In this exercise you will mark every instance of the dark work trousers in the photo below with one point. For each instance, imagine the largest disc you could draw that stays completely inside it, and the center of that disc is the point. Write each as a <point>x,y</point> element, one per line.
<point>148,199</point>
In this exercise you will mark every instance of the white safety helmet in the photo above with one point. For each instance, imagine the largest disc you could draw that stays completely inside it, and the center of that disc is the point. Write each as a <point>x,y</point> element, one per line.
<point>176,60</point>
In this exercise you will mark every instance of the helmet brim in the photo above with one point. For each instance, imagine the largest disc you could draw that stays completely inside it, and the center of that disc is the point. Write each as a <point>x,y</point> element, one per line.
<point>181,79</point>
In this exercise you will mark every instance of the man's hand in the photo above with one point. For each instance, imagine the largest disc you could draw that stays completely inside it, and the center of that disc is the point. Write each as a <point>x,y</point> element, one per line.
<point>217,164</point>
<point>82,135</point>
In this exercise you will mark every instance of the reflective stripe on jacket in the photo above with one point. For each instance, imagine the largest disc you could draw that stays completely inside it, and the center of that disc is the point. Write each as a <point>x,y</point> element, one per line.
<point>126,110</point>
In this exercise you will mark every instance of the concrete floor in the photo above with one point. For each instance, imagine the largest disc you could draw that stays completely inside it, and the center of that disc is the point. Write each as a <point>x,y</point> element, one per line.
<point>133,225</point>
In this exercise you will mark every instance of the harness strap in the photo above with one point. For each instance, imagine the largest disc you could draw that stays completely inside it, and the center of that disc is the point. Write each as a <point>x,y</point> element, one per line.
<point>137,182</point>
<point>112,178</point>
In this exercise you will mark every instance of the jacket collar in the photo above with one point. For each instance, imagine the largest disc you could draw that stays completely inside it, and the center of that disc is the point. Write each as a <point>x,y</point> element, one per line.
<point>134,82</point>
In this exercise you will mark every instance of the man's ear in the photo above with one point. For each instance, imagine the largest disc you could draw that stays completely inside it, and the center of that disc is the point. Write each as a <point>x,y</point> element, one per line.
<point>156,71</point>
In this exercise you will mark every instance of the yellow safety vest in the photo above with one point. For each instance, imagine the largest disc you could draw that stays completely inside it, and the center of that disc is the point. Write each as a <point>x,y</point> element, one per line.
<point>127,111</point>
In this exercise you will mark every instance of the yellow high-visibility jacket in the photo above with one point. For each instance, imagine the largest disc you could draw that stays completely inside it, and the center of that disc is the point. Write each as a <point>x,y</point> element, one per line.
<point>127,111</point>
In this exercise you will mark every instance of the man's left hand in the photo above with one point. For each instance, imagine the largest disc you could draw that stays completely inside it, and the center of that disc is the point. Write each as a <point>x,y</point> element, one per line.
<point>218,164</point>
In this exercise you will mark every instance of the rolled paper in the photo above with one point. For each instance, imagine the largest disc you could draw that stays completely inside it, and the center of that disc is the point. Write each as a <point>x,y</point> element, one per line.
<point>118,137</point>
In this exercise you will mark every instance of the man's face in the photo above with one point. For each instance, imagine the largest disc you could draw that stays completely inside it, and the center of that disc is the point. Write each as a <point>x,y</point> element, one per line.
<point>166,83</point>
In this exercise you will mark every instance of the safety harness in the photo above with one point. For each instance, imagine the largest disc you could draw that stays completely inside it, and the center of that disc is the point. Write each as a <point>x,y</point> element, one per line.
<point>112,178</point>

┄┄┄┄┄┄┄┄┄┄

• _DIRECTIVE_
Rewrite all of the records above as a numbered list, omitting any blank lines.

• _FULL RESPONSE_
1. In this exercise you will mark every instance of the dark work trousers in the photo below with one point. For each instance, imagine the largest disc you could draw that stays completely inside it, and the center of that disc is the point. Write each as a <point>x,y</point> element, one per line.
2. <point>148,199</point>
3. In this exercise you will mark every instance of the white safety helmet in the photo above with one point. For each instance, imagine the largest disc you could draw that stays completely inside it, and the center of that disc is the point. Write each as a <point>x,y</point> element, one per line.
4. <point>176,60</point>
5. In this exercise you will mark every instance of the helmet brim in the photo above with one point. For each instance, imagine the largest disc you could draw that stays completely inside it, and the center of that disc is the point. Write each as a <point>x,y</point> element, one per line.
6. <point>181,79</point>
7. In this exercise you will mark every instance of the man's hand in the photo above with one point. For each instance, imagine the largest disc you could draw that stays completely inside it, and the center of that disc is the point. Write each as a <point>x,y</point> element, one per line.
8. <point>217,164</point>
9. <point>82,135</point>
10. In this exercise you will mark every instance of the reflective stripe on jacket in the photo above with one point. For each instance, imagine the largest disc you could draw that stays completely inside it, and the center of that disc is the point. Write each as a <point>x,y</point> element, one per line.
11. <point>126,110</point>
12. In this exercise you will mark every instance of the concrete floor in the photo above with one point. For each instance, imagine the largest disc you could draw that stays completely inside it, and the center of that disc is the point. Write each as a <point>x,y</point> element, one per line.
13. <point>133,225</point>
14. In this exercise you will mark every instance of the harness strap in the photo above with one point. For each instance, imagine the largest disc you could draw that stays completely inside it, and the center of that disc is the point. Write each as a <point>x,y</point> element, one per line.
15. <point>137,182</point>
16. <point>112,178</point>
17. In this exercise you will mark every instance of the jacket collar in the photo above with one point. For each instance, imagine the largest disc you could draw that stays completely inside it, and the center of that disc is the point. Write each as a <point>x,y</point> element, one per line.
18. <point>134,82</point>
19. In this exercise you will mark every instance of the man's ear in the photo above with one point. For each instance, imagine the largest disc you could draw that stays completely inside it, and the center of that disc is the point. Write each as a <point>x,y</point> element, one per line.
20. <point>156,71</point>
21. In this exercise you will mark every instance of the yellow safety vest in the photo above with one point. For each instance, imagine the largest disc you could draw that stays completely inside it, and the center of that disc is the point. Write each as a <point>x,y</point> element, one per line.
22. <point>127,111</point>
23. In this exercise you will mark every instance of the yellow high-visibility jacket in the photo above with one point. For each instance, imagine the largest disc you could draw that stays completely inside it, and the center of that disc is the point. Write each as a <point>x,y</point> element, one per line.
24. <point>127,111</point>
25. In this exercise you will mark every instance of the man's left hand in the photo above with one point. For each instance, imagine the largest disc you could draw that stays completely inside it, and the center of that disc is the point. Write each as a <point>x,y</point> element, one per line.
26. <point>218,164</point>
27. In this exercise you will mark every instance of the rolled paper in the photo above with one point. For each instance, imagine the largest disc you could draw that stays completely inside it, and the center of that disc is the point. Write each as a <point>x,y</point> element, one per line.
28. <point>118,137</point>
29. In this exercise you will mark every instance of the man's face in the photo above with one point. For each instance, imagine the largest disc you could draw that stays completely inside it, and the center of that disc is the point. Write each as a <point>x,y</point> element, one per line.
30. <point>166,83</point>
31. In this exercise you will mark every instance of the safety harness in the photo above with one point. For each instance, imagine the largest disc you could draw that stays completely inside it, and the center of that disc is the point. Write each as a <point>x,y</point> element, one per line.
32. <point>112,178</point>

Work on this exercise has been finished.